What to do
The required output is the lines below from the line containing "column 631, row 183" to the line containing "column 108, row 138", inclusive, retyped exactly. No other lines belong in it.

Entries supplied

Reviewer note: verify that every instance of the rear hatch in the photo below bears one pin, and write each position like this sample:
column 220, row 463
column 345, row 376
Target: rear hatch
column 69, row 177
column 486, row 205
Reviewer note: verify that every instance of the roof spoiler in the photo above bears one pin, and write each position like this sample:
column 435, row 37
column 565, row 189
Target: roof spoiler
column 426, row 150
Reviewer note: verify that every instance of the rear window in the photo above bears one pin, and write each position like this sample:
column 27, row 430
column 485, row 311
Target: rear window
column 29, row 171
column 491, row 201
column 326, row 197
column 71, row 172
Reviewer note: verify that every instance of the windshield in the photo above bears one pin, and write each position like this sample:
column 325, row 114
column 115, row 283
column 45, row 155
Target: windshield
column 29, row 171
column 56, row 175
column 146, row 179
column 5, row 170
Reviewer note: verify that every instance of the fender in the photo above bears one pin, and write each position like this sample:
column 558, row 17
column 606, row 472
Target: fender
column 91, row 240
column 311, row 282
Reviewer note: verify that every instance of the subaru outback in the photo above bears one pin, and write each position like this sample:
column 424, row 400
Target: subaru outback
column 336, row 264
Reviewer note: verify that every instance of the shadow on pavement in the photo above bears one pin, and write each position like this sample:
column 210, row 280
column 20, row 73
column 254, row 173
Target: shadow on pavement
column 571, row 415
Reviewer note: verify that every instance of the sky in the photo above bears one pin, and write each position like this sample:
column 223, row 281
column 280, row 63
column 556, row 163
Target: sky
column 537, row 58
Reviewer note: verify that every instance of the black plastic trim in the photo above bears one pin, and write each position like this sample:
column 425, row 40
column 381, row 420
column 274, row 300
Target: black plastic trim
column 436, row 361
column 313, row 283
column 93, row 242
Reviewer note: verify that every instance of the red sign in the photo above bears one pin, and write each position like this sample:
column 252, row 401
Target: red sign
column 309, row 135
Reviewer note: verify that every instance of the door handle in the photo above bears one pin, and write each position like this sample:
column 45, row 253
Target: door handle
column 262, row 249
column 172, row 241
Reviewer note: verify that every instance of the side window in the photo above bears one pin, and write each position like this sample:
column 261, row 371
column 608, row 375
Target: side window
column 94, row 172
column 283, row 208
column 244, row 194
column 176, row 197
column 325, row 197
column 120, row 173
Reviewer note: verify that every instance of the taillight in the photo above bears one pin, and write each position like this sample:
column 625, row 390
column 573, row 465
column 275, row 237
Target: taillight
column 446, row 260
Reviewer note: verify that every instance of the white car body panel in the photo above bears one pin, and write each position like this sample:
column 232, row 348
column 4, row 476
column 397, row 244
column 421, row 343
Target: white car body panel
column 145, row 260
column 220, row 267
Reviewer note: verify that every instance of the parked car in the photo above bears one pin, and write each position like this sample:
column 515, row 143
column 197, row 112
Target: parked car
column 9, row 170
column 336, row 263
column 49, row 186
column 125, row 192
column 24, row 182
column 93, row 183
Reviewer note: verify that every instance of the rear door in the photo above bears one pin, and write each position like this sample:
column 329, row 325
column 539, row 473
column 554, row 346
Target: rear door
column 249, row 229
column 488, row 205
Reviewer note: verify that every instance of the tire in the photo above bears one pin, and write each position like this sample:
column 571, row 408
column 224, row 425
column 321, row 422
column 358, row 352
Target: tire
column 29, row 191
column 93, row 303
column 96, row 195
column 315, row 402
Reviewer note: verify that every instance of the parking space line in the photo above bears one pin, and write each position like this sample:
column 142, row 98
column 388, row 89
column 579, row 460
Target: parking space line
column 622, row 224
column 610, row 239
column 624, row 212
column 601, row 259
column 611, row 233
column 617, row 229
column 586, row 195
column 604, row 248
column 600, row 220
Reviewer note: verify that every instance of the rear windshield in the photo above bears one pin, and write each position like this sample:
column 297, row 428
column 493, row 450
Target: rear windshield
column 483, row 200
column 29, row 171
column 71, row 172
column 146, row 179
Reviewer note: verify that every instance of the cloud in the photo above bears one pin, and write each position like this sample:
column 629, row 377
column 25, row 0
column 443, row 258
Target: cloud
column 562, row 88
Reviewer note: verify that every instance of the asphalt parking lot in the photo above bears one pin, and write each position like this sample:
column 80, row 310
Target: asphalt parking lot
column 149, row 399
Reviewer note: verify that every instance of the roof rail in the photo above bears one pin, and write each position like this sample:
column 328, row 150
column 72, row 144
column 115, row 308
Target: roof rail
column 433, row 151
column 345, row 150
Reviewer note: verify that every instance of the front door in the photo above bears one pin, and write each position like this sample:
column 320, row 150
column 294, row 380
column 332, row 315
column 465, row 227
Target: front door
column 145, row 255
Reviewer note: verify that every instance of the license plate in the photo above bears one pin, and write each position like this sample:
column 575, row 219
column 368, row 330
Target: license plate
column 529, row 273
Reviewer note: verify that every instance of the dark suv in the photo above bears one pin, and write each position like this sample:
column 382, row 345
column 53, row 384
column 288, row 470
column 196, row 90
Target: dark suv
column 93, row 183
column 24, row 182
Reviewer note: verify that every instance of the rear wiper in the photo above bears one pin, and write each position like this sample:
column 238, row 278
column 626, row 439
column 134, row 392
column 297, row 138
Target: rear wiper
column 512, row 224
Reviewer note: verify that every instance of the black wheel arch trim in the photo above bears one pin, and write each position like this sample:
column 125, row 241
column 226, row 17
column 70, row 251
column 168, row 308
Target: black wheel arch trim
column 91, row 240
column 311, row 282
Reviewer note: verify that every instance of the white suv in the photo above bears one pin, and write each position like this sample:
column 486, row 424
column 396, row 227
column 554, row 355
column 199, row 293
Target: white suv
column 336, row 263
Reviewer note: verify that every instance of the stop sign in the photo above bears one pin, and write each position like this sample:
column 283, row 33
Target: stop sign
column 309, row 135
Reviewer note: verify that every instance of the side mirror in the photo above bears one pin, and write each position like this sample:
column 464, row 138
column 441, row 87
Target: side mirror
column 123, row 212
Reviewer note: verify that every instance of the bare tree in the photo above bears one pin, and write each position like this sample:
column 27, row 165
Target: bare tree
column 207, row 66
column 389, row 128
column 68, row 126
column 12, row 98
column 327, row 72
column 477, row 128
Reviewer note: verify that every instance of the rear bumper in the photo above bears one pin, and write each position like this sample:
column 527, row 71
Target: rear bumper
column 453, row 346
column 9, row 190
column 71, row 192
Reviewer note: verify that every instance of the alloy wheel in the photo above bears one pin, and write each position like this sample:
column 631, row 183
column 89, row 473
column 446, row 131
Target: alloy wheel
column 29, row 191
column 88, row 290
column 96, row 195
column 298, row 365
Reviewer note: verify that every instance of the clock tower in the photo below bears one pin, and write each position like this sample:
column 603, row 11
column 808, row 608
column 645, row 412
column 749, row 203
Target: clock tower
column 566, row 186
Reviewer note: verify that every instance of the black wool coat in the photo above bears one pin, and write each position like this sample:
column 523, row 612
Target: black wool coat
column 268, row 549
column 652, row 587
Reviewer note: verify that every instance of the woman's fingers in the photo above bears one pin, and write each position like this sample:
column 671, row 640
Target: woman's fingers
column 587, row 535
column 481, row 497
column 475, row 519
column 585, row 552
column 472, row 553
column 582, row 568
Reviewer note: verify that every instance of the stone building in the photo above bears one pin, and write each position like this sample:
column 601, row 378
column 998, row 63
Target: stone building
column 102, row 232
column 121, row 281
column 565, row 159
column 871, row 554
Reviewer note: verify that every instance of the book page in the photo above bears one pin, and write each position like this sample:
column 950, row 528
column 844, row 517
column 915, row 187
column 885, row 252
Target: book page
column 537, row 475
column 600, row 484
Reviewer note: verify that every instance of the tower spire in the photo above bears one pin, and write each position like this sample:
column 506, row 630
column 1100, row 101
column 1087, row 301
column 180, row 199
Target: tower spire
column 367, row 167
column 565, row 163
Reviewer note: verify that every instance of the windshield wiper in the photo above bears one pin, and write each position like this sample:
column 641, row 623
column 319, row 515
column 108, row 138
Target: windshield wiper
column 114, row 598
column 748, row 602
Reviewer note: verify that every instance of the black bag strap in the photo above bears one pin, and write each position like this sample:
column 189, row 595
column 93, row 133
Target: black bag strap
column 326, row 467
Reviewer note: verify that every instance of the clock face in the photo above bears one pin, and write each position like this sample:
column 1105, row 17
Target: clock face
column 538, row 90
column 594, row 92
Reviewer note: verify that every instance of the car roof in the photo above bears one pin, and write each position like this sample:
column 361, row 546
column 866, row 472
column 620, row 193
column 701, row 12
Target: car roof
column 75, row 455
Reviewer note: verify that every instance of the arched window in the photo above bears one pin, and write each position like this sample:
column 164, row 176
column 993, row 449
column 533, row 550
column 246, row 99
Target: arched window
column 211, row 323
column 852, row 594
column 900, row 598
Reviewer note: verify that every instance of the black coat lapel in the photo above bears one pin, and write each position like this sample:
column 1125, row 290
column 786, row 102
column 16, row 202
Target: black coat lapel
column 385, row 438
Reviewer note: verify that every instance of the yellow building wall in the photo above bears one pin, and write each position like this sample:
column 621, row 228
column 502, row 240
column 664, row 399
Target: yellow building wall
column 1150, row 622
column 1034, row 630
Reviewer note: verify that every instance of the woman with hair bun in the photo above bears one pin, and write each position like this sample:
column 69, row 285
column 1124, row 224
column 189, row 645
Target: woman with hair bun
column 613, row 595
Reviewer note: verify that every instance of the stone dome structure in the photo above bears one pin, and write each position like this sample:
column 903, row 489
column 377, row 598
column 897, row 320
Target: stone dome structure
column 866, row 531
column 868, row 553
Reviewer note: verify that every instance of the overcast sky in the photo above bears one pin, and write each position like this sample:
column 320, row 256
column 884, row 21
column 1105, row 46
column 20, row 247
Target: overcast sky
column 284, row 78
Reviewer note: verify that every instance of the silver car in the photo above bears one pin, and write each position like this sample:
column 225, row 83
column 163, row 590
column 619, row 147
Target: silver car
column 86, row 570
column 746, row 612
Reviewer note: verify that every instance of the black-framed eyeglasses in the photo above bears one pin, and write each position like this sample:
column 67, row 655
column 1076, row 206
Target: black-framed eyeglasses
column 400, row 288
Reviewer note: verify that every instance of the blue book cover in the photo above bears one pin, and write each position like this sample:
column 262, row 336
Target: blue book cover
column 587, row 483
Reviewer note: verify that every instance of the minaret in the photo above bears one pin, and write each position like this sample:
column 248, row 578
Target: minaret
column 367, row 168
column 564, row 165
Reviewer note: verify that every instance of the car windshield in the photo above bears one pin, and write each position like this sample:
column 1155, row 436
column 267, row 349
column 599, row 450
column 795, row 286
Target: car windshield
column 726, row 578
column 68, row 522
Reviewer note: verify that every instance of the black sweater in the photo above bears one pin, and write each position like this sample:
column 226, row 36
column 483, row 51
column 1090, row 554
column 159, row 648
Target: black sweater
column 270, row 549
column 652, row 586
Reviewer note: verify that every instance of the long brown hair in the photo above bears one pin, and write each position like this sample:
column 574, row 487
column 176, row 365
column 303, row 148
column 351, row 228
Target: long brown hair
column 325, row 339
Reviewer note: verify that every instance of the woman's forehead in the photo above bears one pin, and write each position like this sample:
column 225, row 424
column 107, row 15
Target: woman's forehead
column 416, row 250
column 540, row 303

Task result
column 631, row 183
column 89, row 473
column 446, row 131
Target: alloy wheel
column 29, row 191
column 88, row 290
column 96, row 195
column 298, row 365
Reviewer note: verify that every instance of the clock tower in the photo below bears one pin, and write each position like this sample:
column 603, row 11
column 808, row 608
column 645, row 412
column 749, row 203
Target: clock tower
column 566, row 186
Reviewer note: verify that every instance of the black wool coat in the photo above bears one pin, and write each position like this sample:
column 523, row 612
Target: black wool coat
column 268, row 549
column 652, row 587
Reviewer note: verify that every instance of the woman's fingers in the photo above bears one pin, and write each position like this sample:
column 671, row 640
Target: woman's fingers
column 587, row 535
column 481, row 497
column 475, row 519
column 585, row 552
column 472, row 553
column 582, row 568
Reviewer note: verify that every instance of the stone building in the photo above bears one pin, and write each position like this sample:
column 601, row 378
column 998, row 63
Target: stone building
column 102, row 232
column 121, row 281
column 565, row 159
column 871, row 554
Reviewer note: verify that every instance of the book page in the photo above bears one pin, and write each position like this sample:
column 950, row 528
column 844, row 517
column 915, row 187
column 885, row 252
Target: book page
column 537, row 475
column 600, row 484
Reviewer note: verify that every instance of the tower spire in the photo above bears one pin, and write each position like this sample:
column 506, row 630
column 1100, row 101
column 1087, row 301
column 180, row 199
Target: tower spire
column 367, row 167
column 565, row 163
Reviewer note: verify that every instance of the windshield wiper in the photo above bears one pin, and write each position like this sample:
column 641, row 623
column 319, row 515
column 108, row 138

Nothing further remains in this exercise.